Pictures aside, print all of the data below exactly as written.

Natural-language object grounding data:
--------------------------------------------------

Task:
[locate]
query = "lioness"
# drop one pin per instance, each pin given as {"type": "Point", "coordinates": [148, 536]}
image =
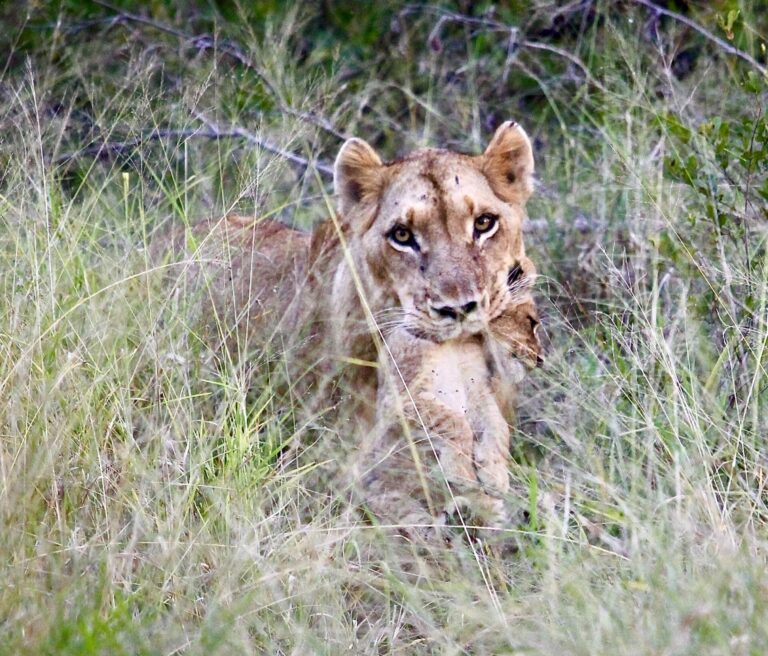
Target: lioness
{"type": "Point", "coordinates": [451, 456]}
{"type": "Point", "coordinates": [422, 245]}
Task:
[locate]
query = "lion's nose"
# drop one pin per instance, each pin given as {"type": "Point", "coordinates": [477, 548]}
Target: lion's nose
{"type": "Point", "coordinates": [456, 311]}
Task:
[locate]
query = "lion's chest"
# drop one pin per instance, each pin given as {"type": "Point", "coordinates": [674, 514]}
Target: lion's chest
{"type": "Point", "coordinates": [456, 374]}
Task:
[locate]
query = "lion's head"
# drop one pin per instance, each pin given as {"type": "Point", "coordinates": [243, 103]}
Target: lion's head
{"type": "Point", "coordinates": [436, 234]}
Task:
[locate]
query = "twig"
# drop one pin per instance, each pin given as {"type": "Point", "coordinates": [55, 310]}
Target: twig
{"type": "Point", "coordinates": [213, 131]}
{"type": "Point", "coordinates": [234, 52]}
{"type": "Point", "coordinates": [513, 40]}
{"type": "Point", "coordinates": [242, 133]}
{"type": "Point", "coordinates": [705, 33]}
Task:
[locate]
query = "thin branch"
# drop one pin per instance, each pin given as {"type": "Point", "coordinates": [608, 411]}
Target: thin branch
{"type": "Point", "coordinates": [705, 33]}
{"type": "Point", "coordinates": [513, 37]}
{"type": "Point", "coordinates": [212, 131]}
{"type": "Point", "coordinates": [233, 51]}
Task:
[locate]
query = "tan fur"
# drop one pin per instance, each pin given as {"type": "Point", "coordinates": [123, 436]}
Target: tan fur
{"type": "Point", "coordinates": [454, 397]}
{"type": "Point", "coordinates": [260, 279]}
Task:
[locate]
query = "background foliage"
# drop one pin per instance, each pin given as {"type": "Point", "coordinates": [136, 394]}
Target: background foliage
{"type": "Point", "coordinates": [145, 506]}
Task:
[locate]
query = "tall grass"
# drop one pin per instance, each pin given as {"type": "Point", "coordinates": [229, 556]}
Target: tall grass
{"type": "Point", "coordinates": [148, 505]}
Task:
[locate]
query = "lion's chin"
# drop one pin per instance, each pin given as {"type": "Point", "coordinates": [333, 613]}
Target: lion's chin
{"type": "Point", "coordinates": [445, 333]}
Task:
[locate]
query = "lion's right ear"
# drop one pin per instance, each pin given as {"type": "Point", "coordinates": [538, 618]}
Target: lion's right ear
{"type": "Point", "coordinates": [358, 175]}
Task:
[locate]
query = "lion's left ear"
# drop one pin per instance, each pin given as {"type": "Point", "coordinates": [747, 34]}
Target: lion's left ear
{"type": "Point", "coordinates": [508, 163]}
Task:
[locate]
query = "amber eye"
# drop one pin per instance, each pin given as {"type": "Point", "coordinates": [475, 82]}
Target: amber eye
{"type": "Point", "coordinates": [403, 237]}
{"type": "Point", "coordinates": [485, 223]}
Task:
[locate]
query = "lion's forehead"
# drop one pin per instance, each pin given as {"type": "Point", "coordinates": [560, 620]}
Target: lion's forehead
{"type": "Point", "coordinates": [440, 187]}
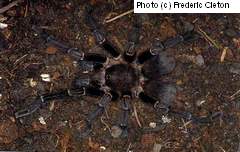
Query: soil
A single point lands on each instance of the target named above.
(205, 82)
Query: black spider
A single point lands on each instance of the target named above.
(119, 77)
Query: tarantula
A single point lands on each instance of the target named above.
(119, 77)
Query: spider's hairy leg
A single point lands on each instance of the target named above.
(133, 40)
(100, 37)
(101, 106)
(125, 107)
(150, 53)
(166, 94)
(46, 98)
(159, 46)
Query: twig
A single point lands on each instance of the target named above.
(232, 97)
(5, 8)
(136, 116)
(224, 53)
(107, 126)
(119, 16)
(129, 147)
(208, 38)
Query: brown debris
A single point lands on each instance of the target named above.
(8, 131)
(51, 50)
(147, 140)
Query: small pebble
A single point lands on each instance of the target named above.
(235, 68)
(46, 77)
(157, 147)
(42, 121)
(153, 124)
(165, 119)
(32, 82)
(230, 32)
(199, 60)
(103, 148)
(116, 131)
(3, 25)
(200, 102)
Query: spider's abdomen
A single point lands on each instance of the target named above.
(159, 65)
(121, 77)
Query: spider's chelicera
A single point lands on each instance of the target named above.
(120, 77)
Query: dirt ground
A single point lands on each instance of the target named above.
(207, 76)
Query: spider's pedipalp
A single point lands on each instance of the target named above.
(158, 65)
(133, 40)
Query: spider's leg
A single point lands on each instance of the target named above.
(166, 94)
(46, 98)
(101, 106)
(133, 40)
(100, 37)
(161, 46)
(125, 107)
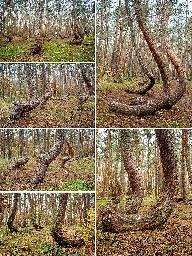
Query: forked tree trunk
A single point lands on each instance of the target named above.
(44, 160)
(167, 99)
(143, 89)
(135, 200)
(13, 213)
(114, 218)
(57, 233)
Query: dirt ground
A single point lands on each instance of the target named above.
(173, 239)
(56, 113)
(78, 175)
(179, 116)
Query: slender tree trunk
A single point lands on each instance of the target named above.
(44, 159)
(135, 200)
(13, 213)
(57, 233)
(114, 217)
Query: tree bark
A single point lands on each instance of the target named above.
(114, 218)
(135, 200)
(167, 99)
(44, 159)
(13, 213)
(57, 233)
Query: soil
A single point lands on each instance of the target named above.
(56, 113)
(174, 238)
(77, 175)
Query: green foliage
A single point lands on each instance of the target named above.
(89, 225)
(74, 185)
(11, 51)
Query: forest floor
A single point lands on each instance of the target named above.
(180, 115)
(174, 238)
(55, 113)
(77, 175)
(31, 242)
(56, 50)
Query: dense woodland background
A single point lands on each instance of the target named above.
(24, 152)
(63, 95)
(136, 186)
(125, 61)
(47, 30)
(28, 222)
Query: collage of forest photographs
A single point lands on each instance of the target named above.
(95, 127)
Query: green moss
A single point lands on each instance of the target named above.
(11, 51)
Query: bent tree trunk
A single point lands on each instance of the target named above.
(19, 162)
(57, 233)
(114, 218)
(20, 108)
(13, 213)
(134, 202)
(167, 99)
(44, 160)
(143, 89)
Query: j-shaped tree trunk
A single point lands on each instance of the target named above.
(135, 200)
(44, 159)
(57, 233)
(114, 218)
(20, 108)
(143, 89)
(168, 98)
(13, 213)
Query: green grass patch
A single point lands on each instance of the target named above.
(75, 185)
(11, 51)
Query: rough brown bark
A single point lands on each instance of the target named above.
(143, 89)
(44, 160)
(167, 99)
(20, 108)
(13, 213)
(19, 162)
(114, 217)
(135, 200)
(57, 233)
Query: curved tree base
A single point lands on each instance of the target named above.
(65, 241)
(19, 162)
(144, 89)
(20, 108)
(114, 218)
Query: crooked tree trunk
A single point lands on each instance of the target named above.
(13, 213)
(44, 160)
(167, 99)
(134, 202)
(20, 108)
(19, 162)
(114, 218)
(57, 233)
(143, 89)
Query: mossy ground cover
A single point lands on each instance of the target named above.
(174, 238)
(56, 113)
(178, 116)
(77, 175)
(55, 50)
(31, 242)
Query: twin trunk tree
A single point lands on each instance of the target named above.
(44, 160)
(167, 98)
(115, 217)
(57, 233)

--------------------------------------------------

_Reply:_
Task:
[locate]
query = "lioness"
# drop one pin per instance, each pin given as {"type": "Point", "coordinates": [148, 536]}
image =
Target: lioness
{"type": "Point", "coordinates": [451, 456]}
{"type": "Point", "coordinates": [422, 245]}
Task:
[locate]
query = "lion's nose"
# drop one pin per instance, each pin given as {"type": "Point", "coordinates": [477, 548]}
Target: lion's nose
{"type": "Point", "coordinates": [456, 311]}
Task:
[locate]
query = "lion's chest"
# drop one pin per instance, each pin given as {"type": "Point", "coordinates": [674, 514]}
Target: lion's chest
{"type": "Point", "coordinates": [456, 374]}
Task:
[locate]
query = "lion's head"
# drop one pin per instance, each pin given as {"type": "Point", "coordinates": [243, 103]}
Target: lion's head
{"type": "Point", "coordinates": [436, 234]}
Task:
[locate]
query = "twig"
# drop one pin per instance, each pin given as {"type": "Point", "coordinates": [55, 310]}
Target: twig
{"type": "Point", "coordinates": [213, 131]}
{"type": "Point", "coordinates": [234, 52]}
{"type": "Point", "coordinates": [513, 40]}
{"type": "Point", "coordinates": [242, 133]}
{"type": "Point", "coordinates": [705, 33]}
Task:
[locate]
query = "thin branch"
# drop one pin per instance, each pin given as {"type": "Point", "coordinates": [608, 411]}
Target: thin branch
{"type": "Point", "coordinates": [705, 33]}
{"type": "Point", "coordinates": [513, 37]}
{"type": "Point", "coordinates": [212, 131]}
{"type": "Point", "coordinates": [233, 51]}
Task:
[locate]
query = "tan fur"
# drop one pin per instance, each pin given as {"type": "Point", "coordinates": [123, 436]}
Target: tan fur
{"type": "Point", "coordinates": [454, 397]}
{"type": "Point", "coordinates": [260, 279]}
Task:
[locate]
query = "background foliage"
# drop one pin per instance, each pin given as {"type": "Point", "coordinates": [136, 394]}
Target: background foliage
{"type": "Point", "coordinates": [145, 506]}
Task:
[locate]
query = "tall grass"
# drop one pin per instance, each pin given as {"type": "Point", "coordinates": [229, 556]}
Target: tall grass
{"type": "Point", "coordinates": [148, 505]}
Task:
[locate]
query = "lion's chin"
# drop one pin per instance, each pin given as {"type": "Point", "coordinates": [333, 613]}
Target: lion's chin
{"type": "Point", "coordinates": [445, 333]}
Task:
[locate]
query = "lion's right ear"
# drop one pin per instance, each pin given as {"type": "Point", "coordinates": [538, 618]}
Target: lion's right ear
{"type": "Point", "coordinates": [358, 175]}
Task:
[locate]
query = "lion's left ear"
# drop one pin per instance, each pin given as {"type": "Point", "coordinates": [747, 34]}
Target: lion's left ear
{"type": "Point", "coordinates": [508, 163]}
Task:
[locate]
query = "amber eye"
# drop one pin per instance, each pin given as {"type": "Point", "coordinates": [475, 82]}
Target: amber eye
{"type": "Point", "coordinates": [403, 237]}
{"type": "Point", "coordinates": [485, 223]}
Task:
[locate]
query = "lion's forehead"
# drop one pin per instance, each pin given as {"type": "Point", "coordinates": [560, 620]}
Target: lion's forehead
{"type": "Point", "coordinates": [440, 187]}
Query: soil
A single point lands on each instance of the target named above.
(205, 82)
Query: black spider
A single point lands on each instance of the target named above.
(119, 77)
Query: tarantula
A single point lands on each instance of the target named above.
(119, 77)
Query: spider's hairy leg
A single point lands on each instance of the target named above.
(133, 40)
(100, 37)
(101, 106)
(125, 107)
(150, 53)
(166, 94)
(46, 98)
(159, 46)
Query: twig
A single point lands on each instance of the target named above.
(232, 97)
(5, 8)
(136, 116)
(224, 53)
(107, 126)
(119, 16)
(129, 147)
(208, 38)
Query: brown debris
A single point lands on each instance of the target named above.
(8, 131)
(51, 50)
(147, 140)
Query: small pebble
A single point lands on each instance of the target named above.
(235, 68)
(46, 77)
(157, 147)
(42, 121)
(153, 124)
(165, 119)
(32, 82)
(230, 32)
(199, 60)
(103, 148)
(116, 131)
(3, 25)
(200, 102)
Query: spider's abdomen
A single point lands on each instance of the target named above.
(159, 65)
(121, 77)
Query: spider's chelicera
A single point lands on each instance of the target named above.
(120, 77)
Query: dirt ground
A single point lands on each instance of the target named above.
(207, 76)
Query: spider's pedipalp
A single point lands on each instance of the target named above.
(158, 65)
(133, 40)
Query: spider's leg
A single point lands on each instance of the target named above.
(166, 94)
(46, 98)
(101, 106)
(133, 40)
(100, 37)
(161, 46)
(125, 107)
Query: forked tree trunk
A single point lands on each instance of the target named above.
(44, 160)
(167, 99)
(143, 89)
(135, 200)
(13, 213)
(114, 218)
(57, 233)
Query: dirt ground
A single point lands on each instance of the target named above.
(173, 239)
(56, 113)
(78, 175)
(179, 116)
Query: slender tree trunk
A single point lands on each instance of the target named above.
(44, 159)
(135, 200)
(13, 213)
(57, 233)
(114, 217)
Query: tree bark
A single point lands on each instance of the target named above.
(114, 218)
(135, 200)
(167, 99)
(44, 159)
(13, 213)
(57, 233)
Query: soil
A single point lands on each instance of the target named above.
(56, 113)
(174, 238)
(77, 175)
Query: green foliage
A single point lands on each instance of the target named above.
(89, 225)
(74, 185)
(11, 51)
Query: forest floor
A single point lands on each instance of the target named above.
(180, 115)
(174, 238)
(55, 113)
(77, 175)
(31, 242)
(56, 50)
Query: dense woodland background
A single point lands on each instance of the target named above.
(24, 152)
(63, 95)
(136, 186)
(125, 61)
(47, 30)
(28, 222)
Query: collage of forest photographs
A single point lands on each instance of the target named above.
(95, 127)
Query: green moss
A single point lands on each instance of the target named above.
(11, 51)
Query: bent tree trunk
A single point lands on each instance of the target named above.
(19, 162)
(57, 233)
(114, 218)
(20, 108)
(13, 213)
(134, 202)
(167, 99)
(44, 160)
(143, 89)
Query: j-shaped tree trunk
A single point lands on each instance of the target named above.
(135, 200)
(44, 159)
(57, 233)
(114, 218)
(20, 108)
(143, 89)
(168, 98)
(13, 213)
Query: green grass patch
A single point lands on each instance of the target named above.
(75, 185)
(11, 51)
Query: rough brown bark
A single point lands on each instance of the target named above.
(143, 89)
(44, 160)
(167, 99)
(20, 108)
(13, 213)
(19, 162)
(114, 217)
(135, 200)
(57, 233)
Query: curved tree base
A single point lands on each instance of the target named above.
(65, 241)
(19, 162)
(144, 89)
(20, 108)
(114, 218)
Query: crooked tree trunk
A single point lands on each instance of the target named above.
(13, 213)
(44, 160)
(167, 99)
(134, 202)
(20, 108)
(19, 162)
(114, 218)
(57, 233)
(143, 89)
Query: mossy ground cover
A single point lands on each instance of the target named above.
(174, 238)
(56, 113)
(178, 116)
(77, 175)
(55, 50)
(31, 242)
Query: twin trunk tree
A single point lands on each instance of the target named above.
(44, 160)
(167, 98)
(115, 217)
(57, 233)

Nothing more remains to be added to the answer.